読む抜粋:
┌──

視察報告⑩宿泊税について(軽井沢町・那須町)

宮城県と仙台市は、9月定例会において宿泊税導入のための条例案を提出する予定です。7月8日、宿泊業者でつくる18団体(宮城県ホテル旅館生活衛生同業組合16支部、日本旅館協会の宮城県支部、女性経営者の会みやぎおかみ会)が、導入に反対する要望書を提出しました。宿泊者への負担が増すことで、利用者が減少するのではないかという懸念からです。8月28日、大崎市議会産業常任委員会では、3つの会派より提出された「宿泊税に反対する意見書」について審議が行われ、目的や使い方などの説明が不十分であるとして全会一致で採択されました。

県議会では、経済商工観光委員会や総務企画委員会が、宿泊税を導入した自治体での視察を行っています。7月中旬、私が所属する会派「みやぎ県民の声」では、「宿泊税」を多面的に捉えるために、宿泊税導入を検討している自治体へ赴き、観光協会や宿泊業者へのヒアリングを行いました。今回のブログでは、視察のご報告と宿泊税に対する私の考えをお伝えします。


1.軽井沢観光協会



〇日本国内旅行消費額2020年(試算額)18.7兆円


〇観光は社会すべての産業に影響する創造事業

地域環境:自然保護、景観(美観)等

地域社会:歴史・文化継承・革新・交渉・移住・ライフスタイル・誇り等

地域経済・地域価値:経営・雇用・起業・アライアンス・農商工活性・不動資産等


〇軽井沢町税収入(2020年)92億4000万円

(財政力指数1.52、自主財源比率75.24%、固定資産税約60億円

軽井沢町「宿泊税について」(検討中)


〇「軽井沢ブランド」形成要因(一部紹介)

└──

データ:

┌──

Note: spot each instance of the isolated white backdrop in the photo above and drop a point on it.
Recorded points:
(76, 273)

└──

課題の説明: 宿泊税の視察報告から、「宮城県と仙台市は、9月定例会」で始まり「て全会一致で採択されました。」で終わる部分を一字も変えずに抜き出してください。

解答:
宮城県と仙台市は、9月定例会において宿泊税導入のための条例案を提出する予定です。7月8日、宿泊業者でつくる18団体(宮城県ホテル旅館生活衛生同業組合16支部、日本旅館協会の宮城県支部、女性経営者の会みやぎおかみ会)が、導入に反対する要望書を提出しました。宿泊者への負担が増すことで、利用者が減少するのではないかという懸念からです。8月28日、大崎市議会産業常任委員会では、3つの会派より提出された「宿泊税に反対する意見書」について審議が行われ、目的や使い方などの説明が不十分であるとして全会一致で採択されました。